* _Instructions to follow_
Copy the records verbatim from the line containing "phrase -- gray sofa" through the end of the records, leaving out any pictures.

[A block of data]
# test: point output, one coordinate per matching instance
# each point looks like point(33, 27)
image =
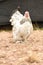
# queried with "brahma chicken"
point(22, 26)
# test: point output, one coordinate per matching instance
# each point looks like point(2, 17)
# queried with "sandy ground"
point(29, 52)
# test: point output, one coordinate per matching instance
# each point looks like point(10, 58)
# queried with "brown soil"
point(29, 52)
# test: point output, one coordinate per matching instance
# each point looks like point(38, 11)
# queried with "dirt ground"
point(29, 52)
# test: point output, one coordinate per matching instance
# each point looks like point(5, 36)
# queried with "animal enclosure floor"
point(29, 52)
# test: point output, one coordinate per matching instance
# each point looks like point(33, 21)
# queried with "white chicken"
point(22, 26)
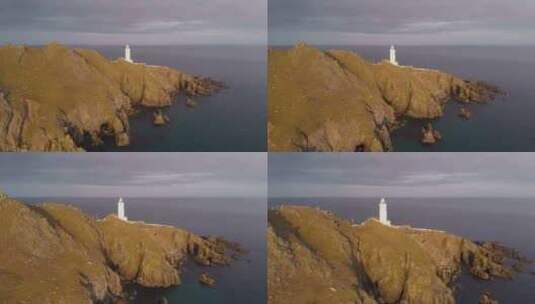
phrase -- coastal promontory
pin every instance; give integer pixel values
(54, 253)
(334, 100)
(56, 98)
(317, 257)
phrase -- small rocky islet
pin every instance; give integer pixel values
(55, 98)
(54, 253)
(336, 101)
(316, 257)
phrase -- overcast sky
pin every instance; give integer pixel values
(402, 175)
(133, 21)
(353, 22)
(133, 174)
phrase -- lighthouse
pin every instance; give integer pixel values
(120, 210)
(128, 54)
(383, 215)
(393, 55)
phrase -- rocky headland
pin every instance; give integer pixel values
(55, 98)
(337, 101)
(54, 253)
(317, 257)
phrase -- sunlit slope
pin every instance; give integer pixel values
(316, 257)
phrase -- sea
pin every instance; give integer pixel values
(233, 119)
(509, 221)
(242, 220)
(505, 124)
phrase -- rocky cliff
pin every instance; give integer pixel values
(54, 253)
(316, 257)
(54, 98)
(337, 101)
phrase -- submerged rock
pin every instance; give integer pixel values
(486, 298)
(57, 254)
(75, 97)
(311, 251)
(430, 135)
(337, 101)
(191, 103)
(206, 279)
(159, 119)
(465, 113)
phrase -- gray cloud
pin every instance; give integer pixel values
(403, 175)
(134, 174)
(407, 21)
(135, 21)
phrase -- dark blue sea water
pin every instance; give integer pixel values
(241, 220)
(505, 124)
(510, 221)
(231, 120)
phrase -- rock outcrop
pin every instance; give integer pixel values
(337, 101)
(430, 135)
(54, 253)
(54, 98)
(316, 257)
(159, 118)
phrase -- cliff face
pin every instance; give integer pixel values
(58, 99)
(336, 101)
(54, 253)
(313, 256)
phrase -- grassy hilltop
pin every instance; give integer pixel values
(54, 253)
(316, 257)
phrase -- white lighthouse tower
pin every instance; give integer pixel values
(393, 55)
(128, 54)
(120, 210)
(383, 215)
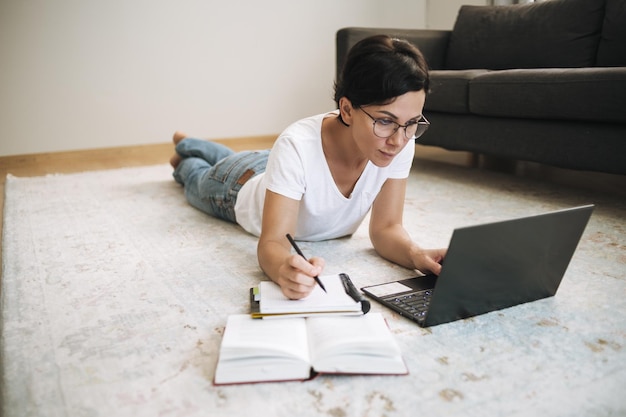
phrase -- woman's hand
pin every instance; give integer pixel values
(428, 260)
(296, 276)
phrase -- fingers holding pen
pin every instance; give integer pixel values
(296, 275)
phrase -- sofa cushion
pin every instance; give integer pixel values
(581, 94)
(612, 48)
(449, 90)
(555, 33)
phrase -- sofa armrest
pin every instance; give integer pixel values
(432, 43)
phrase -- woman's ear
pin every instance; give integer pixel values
(346, 110)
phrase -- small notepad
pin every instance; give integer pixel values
(341, 298)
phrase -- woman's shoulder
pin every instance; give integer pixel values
(306, 128)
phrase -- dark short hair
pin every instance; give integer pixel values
(380, 68)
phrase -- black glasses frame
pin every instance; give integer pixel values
(422, 126)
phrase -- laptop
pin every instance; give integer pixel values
(490, 267)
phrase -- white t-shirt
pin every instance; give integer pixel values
(297, 169)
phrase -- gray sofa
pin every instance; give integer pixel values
(542, 82)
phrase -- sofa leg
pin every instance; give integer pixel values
(498, 164)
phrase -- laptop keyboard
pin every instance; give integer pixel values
(414, 305)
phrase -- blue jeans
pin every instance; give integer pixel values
(213, 174)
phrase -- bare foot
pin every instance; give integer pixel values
(176, 158)
(178, 136)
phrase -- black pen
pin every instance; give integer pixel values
(295, 246)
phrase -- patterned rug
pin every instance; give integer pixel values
(115, 294)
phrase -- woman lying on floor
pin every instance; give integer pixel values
(324, 173)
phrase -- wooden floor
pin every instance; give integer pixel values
(111, 158)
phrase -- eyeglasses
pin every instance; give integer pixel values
(386, 128)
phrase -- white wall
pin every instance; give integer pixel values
(84, 74)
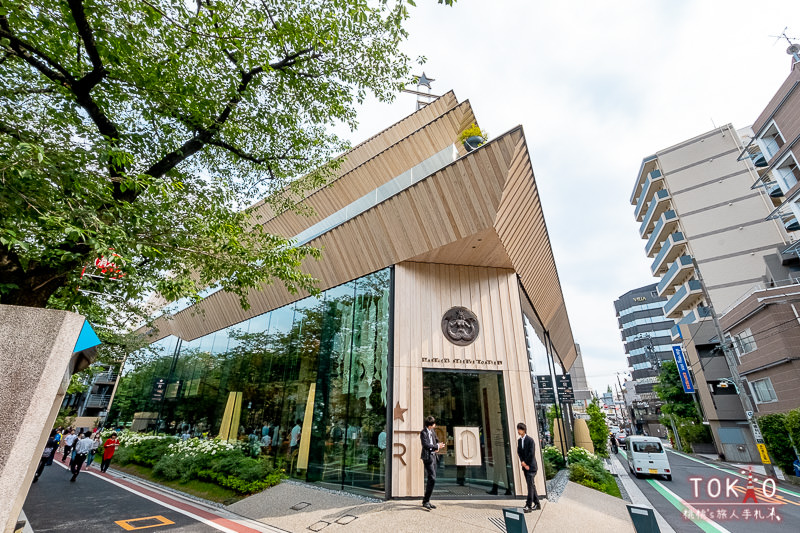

* _The completed task_
phrase -- gray sofa
pin every instance; give integer pixel values
(542, 82)
phrase -- sofa leg
pin every instance; give integer pixel values
(498, 164)
phrase -- laptop keyboard
pin every instance; give integer pixel values
(414, 305)
phrase -- blue jeans
pin every instance; give integer pixel values
(213, 174)
phrase -- bare foot
pin every instance; give integer pixel values
(176, 158)
(178, 136)
phrase -- black pen
pin every instance; give integer pixel values
(295, 246)
phrase -- patterned rug
pin every instance; give integer pixel values
(115, 294)
phrase -- woman lying on floor
pin every instance; give integer pixel values
(324, 173)
phrase -- wooden floor
pin every instance; give integer pixel values
(111, 158)
phrase -- eyeglasses
pin every instance; give integer pixel values
(386, 128)
phrase -- white wall
pin every instance; give integer pixel values
(84, 74)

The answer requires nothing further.